**Problem set**
1. Retype a passage from the State v. Childers opinion word for word, beginning at "State v. Childers" and ending after "Pensacola, for Appellant.".
2. In the State v. Childers opinion, what size is the parcel of real property known as the soccer complex?

State v. Childers

Citation979 So.2d 412
Decision Date23 April 2008
Docket NumberNo. 1D07-0230.,1D07-0230.
PartiesSTATE of Florida, Appellant, v. Wyon Dale CHILDERS, Appellee.
CourtFlorida District Court of Appeals

Bill McCollum, Attorney General, and Trisha Meggs Pate, Assistant Attorney General, Tallahassee; John F. Simon, Jr., Assistant State Attorney, Pensacola, for Appellant.

Richard G. Lubin and Tama Beth Kudman, West Palm Beach, for Appellee.

WEBSTER, J.

The state seeks review of an order denying restitution for losses it claims were "directly caused" as the result of appellee's bribing a fellow county commissioner so that appellee might obtain a majority vote to purchase a 48-acre parcel of real property known as the soccer complex. The state's sole argument is that the trial court's order is not supported by competent substantial evidence and that, therefore, the order constitutes an abuse of discretion. Having carefully reviewed the record, we conclude that the trial court's order is amply supported by the evidence and, therefore, does not constitute an abuse of discretion. Accordingly, we affirm.

**Record extracts**

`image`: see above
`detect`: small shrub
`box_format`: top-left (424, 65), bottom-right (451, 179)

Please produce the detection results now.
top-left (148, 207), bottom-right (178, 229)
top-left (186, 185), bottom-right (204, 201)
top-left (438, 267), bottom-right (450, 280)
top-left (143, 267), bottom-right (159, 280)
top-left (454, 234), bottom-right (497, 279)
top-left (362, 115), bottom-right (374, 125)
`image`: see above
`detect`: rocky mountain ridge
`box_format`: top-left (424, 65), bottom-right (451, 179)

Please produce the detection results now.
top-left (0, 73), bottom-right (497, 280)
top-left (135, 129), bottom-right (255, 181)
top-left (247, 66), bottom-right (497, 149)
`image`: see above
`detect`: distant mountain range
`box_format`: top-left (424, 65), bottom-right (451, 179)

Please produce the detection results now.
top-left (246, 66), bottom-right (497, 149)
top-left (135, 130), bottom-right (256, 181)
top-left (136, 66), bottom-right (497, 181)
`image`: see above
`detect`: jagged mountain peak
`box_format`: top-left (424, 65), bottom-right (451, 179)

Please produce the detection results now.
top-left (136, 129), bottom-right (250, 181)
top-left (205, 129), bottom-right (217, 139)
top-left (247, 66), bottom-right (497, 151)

**Responses for each task**
1.
State v. Childers

Citation979 So.2d 412
Decision Date23 April 2008
Docket NumberNo. 1D07-0230.,1D07-0230.
PartiesSTATE of Florida, Appellant, v. Wyon Dale CHILDERS, Appellee.
CourtFlorida District Court of Appeals

Bill McCollum, Attorney General, and Trisha Meggs Pate, Assistant Attorney General, Tallahassee; John F. Simon, Jr., Assistant State Attorney, Pensacola, for Appellant.

2. 48 acres.